**Excerpt provided**

Did you know that Elizabeth Taylor's beauty is (partially) based on a genetic abnormality? Or that we're more likely to make eye contact when we're lying? Discover this- and how to choose the best eye cream- today on the MB Blog!
1. On average, we blink around 12 times per minute, with each blink lasting 1/10th of a second.
2. Heterochromia iridis is a condition in which the eyes are two different colors. Famous faces with Heterochromia iridis include Kate Bosworth and Superman actor Henry Cavill.
3. Similiarly, Elizabeth Taylor’s super-lush eyelashes were the result of a condition known as distichiasis, in which a double row of lashes grow on the outside edge of the eyelid.
4. The skin around your eyes is about ten times thinner than it is on the rest of your face. As collagen breaks down with time, this skin becomes even thinner, a process that can be accelerated by smoking, sun exposure, and other environmental factors. Be sure to use an eye cream that’s right for your skin to slow premature aging and keep the eye area hydrated.
5. Blue eyes are more sensitive to the sun due to a lack of protective pigment. In fact, repeated exposure to ultraviolet radiation (UV) can later contribute to cataracts and macular degeneration.

**Tasks and exercises**
[1] Transcribe the eye facts post from "1. On average, we" to "actor Henry Cavill.".
[2] Pick up the eye facts post where it stops and write what comes next.

**Dataset entries**
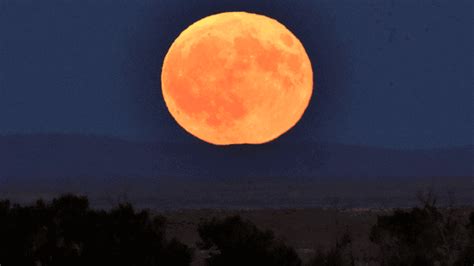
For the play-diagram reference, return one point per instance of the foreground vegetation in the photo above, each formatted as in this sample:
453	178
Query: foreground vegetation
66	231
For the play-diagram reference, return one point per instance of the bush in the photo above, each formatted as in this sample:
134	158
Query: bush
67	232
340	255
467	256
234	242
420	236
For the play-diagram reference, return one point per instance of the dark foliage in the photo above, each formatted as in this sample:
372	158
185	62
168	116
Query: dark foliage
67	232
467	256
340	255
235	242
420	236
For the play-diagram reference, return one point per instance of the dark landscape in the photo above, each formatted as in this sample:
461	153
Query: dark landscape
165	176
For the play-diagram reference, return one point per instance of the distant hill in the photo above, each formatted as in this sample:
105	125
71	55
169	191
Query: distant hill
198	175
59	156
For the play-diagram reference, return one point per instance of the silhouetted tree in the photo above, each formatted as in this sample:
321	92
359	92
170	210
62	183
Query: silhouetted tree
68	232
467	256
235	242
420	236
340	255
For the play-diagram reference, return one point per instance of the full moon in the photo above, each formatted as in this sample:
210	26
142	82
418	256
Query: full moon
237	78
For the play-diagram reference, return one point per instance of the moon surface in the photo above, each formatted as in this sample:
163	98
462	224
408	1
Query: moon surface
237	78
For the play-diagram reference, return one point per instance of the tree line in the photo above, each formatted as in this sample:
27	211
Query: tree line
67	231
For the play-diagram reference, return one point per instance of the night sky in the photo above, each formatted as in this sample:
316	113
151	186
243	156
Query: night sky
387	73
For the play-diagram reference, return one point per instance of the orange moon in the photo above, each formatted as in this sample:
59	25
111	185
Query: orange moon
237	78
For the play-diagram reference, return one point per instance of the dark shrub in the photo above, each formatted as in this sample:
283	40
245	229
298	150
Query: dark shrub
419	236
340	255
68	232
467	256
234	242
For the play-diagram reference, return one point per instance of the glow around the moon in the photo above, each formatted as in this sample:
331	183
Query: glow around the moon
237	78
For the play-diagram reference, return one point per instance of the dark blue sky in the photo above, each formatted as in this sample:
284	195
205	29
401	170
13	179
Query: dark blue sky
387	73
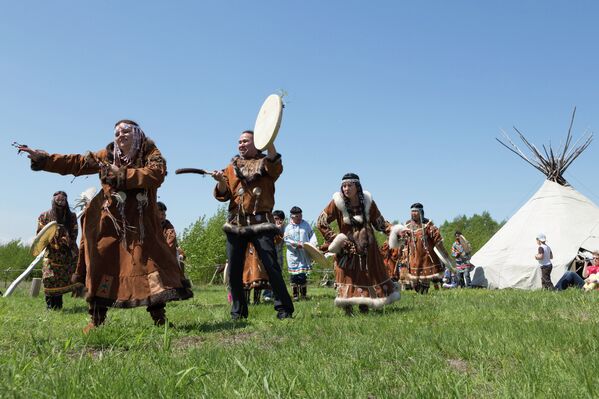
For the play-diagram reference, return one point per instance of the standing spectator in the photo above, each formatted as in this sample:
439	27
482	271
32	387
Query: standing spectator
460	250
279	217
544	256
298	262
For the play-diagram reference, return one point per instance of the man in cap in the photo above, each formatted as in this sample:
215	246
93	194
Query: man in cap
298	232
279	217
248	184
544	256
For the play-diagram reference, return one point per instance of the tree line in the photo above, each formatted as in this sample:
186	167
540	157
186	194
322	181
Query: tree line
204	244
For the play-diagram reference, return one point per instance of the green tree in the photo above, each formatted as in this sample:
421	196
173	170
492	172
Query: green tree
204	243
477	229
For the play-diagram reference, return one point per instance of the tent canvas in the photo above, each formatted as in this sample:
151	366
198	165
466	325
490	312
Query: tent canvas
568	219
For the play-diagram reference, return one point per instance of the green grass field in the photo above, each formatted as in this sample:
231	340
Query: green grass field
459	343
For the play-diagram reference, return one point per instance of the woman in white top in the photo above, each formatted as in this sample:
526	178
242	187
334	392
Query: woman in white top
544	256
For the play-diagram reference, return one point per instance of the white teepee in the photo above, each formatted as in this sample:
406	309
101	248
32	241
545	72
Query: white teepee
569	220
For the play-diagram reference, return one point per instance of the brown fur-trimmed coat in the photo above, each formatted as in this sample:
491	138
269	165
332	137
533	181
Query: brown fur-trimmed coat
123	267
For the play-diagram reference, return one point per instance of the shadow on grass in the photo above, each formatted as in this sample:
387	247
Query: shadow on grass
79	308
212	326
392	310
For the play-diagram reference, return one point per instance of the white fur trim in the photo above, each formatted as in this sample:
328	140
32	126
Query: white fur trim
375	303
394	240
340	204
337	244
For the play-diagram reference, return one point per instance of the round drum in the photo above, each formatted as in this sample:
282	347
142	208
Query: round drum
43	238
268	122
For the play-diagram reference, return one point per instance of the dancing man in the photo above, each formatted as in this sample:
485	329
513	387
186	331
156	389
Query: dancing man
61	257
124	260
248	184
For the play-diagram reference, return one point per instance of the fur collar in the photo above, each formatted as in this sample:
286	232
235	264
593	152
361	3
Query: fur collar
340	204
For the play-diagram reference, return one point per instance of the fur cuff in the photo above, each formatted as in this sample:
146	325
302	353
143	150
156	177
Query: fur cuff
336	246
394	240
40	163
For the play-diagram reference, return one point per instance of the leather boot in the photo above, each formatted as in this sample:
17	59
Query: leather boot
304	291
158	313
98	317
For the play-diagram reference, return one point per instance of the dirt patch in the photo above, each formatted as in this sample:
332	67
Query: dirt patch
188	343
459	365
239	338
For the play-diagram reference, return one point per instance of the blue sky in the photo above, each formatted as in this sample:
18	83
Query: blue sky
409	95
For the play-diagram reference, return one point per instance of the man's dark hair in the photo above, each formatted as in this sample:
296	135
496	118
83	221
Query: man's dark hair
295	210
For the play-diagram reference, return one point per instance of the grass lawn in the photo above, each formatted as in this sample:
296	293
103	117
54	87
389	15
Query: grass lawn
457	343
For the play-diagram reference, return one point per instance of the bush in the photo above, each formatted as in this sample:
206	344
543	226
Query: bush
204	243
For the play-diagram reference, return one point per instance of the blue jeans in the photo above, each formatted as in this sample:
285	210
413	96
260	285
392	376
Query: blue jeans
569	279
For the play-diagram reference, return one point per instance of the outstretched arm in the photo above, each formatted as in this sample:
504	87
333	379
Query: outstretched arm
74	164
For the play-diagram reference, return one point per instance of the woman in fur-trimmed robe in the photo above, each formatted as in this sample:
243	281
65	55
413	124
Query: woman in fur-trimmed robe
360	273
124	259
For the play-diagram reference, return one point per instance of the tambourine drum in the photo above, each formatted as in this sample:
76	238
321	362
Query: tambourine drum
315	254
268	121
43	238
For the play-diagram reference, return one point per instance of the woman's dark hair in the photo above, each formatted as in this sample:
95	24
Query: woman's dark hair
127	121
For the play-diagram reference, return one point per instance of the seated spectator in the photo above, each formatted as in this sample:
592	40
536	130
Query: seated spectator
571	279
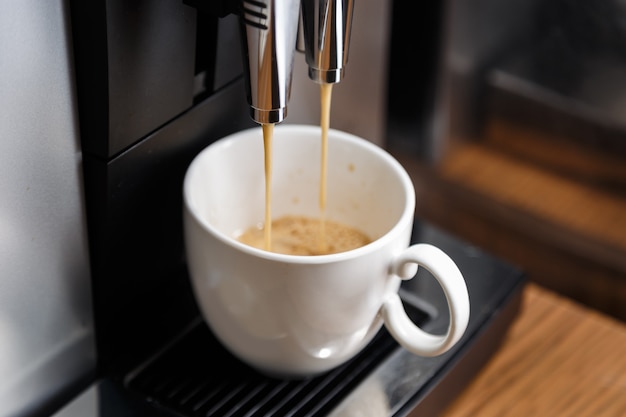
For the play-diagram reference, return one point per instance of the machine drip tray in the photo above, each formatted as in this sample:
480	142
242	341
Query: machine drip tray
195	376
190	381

...

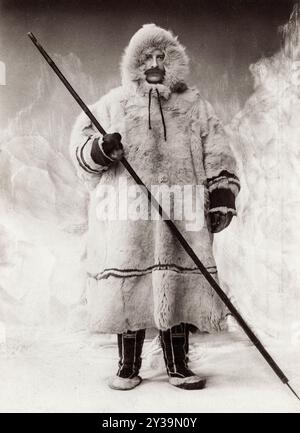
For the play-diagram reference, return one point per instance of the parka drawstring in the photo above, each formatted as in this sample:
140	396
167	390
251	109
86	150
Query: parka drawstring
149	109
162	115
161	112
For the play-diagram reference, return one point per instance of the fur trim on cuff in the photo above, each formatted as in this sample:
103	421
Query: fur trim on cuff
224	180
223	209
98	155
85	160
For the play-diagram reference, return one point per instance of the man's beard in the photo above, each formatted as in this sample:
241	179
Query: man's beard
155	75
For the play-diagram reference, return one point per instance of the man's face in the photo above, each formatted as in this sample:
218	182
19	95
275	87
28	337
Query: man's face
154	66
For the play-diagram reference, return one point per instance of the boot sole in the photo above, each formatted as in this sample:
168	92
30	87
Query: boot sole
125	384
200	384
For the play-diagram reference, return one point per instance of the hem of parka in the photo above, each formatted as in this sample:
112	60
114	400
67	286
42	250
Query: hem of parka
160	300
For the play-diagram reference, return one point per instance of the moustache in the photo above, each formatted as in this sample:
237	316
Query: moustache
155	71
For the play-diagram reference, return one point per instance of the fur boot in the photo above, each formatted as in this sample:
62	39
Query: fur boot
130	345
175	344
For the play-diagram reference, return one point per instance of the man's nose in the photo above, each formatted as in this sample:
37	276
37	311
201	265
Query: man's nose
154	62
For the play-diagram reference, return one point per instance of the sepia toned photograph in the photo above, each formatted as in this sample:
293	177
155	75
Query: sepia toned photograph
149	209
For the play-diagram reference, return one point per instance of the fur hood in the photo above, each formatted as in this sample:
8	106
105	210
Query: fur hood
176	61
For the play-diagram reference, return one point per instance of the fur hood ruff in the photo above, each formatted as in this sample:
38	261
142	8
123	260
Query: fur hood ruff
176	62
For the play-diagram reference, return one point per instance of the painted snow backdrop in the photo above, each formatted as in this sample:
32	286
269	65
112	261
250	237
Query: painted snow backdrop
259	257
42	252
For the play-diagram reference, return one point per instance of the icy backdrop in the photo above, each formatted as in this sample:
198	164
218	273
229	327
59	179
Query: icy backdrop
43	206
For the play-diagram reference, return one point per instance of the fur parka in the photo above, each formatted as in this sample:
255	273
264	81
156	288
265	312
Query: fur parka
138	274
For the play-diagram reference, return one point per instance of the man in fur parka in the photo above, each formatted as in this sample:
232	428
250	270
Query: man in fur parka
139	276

==

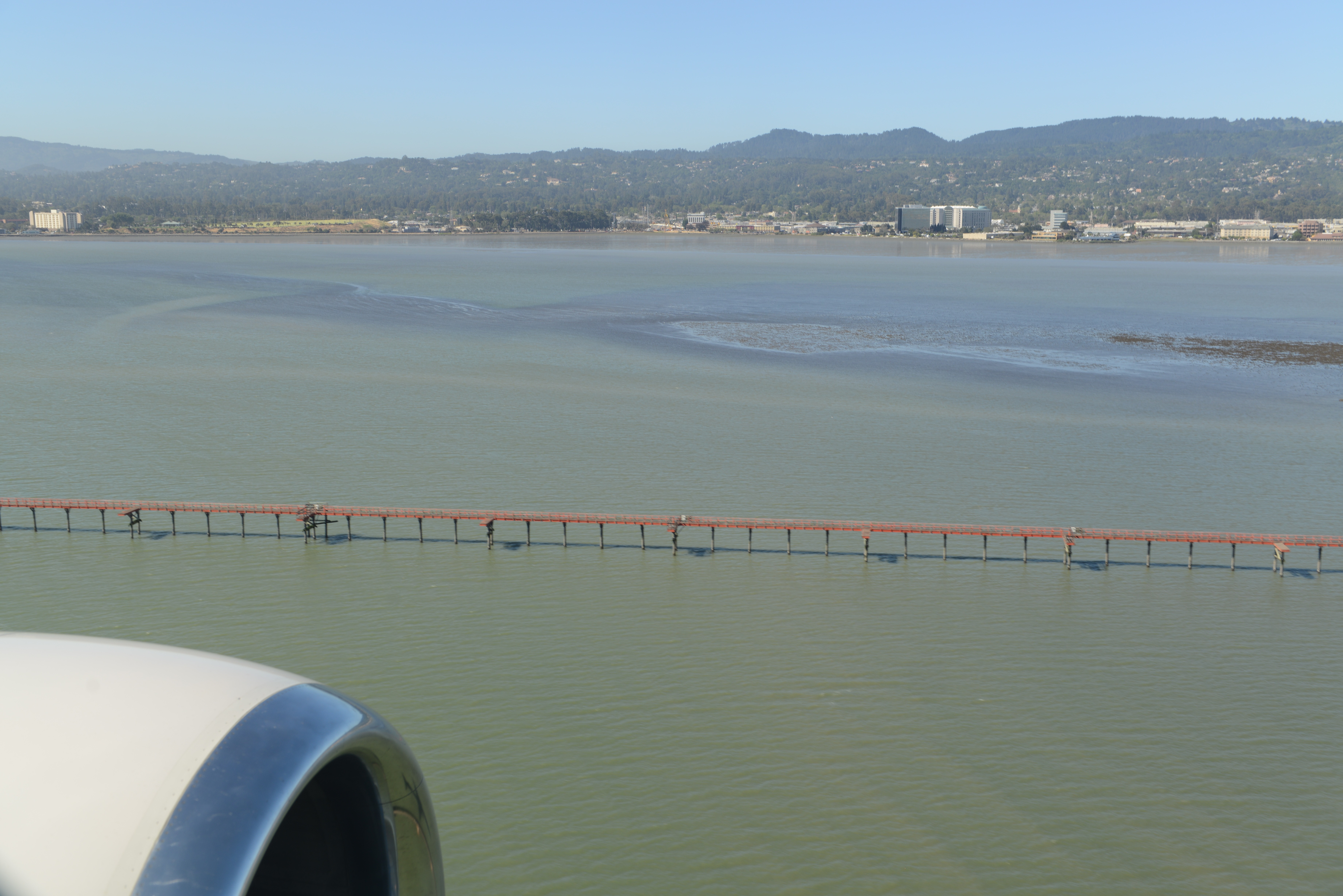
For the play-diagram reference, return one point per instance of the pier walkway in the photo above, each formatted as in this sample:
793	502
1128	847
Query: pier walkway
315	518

**Responses by item number**
[1]
1. On average, we blink around 12 times per minute, with each blink lasting 1/10th of a second.
2. Heterochromia iridis is a condition in which the eyes are two different colors. Famous faces with Heterochromia iridis include Kate Bosworth and Superman actor Henry Cavill.

[2]
6. Eye contact can accomplish a lot. In fact, looking someone directly in the eyes can cause the body to product a chemical known as phenylethylamine, which is responsible for feelings of love. (In other words, if you want someone to love you, make lots of eye contact!)
7. In our (western) culture, those who make eye contact are viewed are more confident and intelligent as well as stronger than those who avoid your gaze.
8. Studies show that liars are more likely to make eye contact.
9. ‘Crow’s feet’ are the fine lines and wrinkles that form at the outside corners of your eyes. They are an inevitable part of aging (although good skin care can help slow the process) and are basically caused by repetitive laughing, frowning, and smiling. Using certain skin care ingredients on this area—including Glycolic Acid and Olive Oil—can be extremely helpful in reducing the appearance of crow’s feet.